▸ Problem statement
Pick out every line of the listing that contains the string "comma", matching case exactly.

▸ Records to use
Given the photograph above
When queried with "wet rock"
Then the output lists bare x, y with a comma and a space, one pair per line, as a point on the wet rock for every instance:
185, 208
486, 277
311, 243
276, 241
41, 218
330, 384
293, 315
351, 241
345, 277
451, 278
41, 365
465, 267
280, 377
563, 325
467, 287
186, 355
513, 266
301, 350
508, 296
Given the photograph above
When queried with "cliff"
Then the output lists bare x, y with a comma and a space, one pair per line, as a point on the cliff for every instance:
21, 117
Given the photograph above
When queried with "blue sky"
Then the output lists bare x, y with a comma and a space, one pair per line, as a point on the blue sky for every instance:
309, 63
...
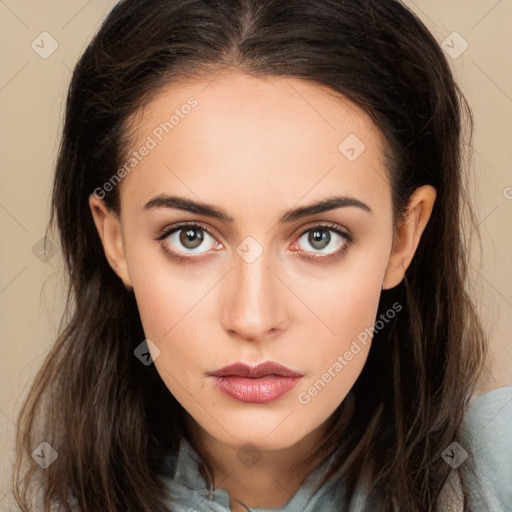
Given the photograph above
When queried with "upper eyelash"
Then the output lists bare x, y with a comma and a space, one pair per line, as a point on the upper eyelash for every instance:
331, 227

▸ Full response
Then the output lists bare x, y with a comma and a space, one pair per line, as a point on the wet rock for every instance:
Then the output lists bare x, y with a comma and a space, one pair per line, as a point on the cliff for every instance:
Then the output lists bare x, y with a comma and a space, one pair per line, as a point on the blue sky for every instance:
Then the output lists bare x, y with a comma and a space, one pair per line, as a point on the upper eyelash for every instance:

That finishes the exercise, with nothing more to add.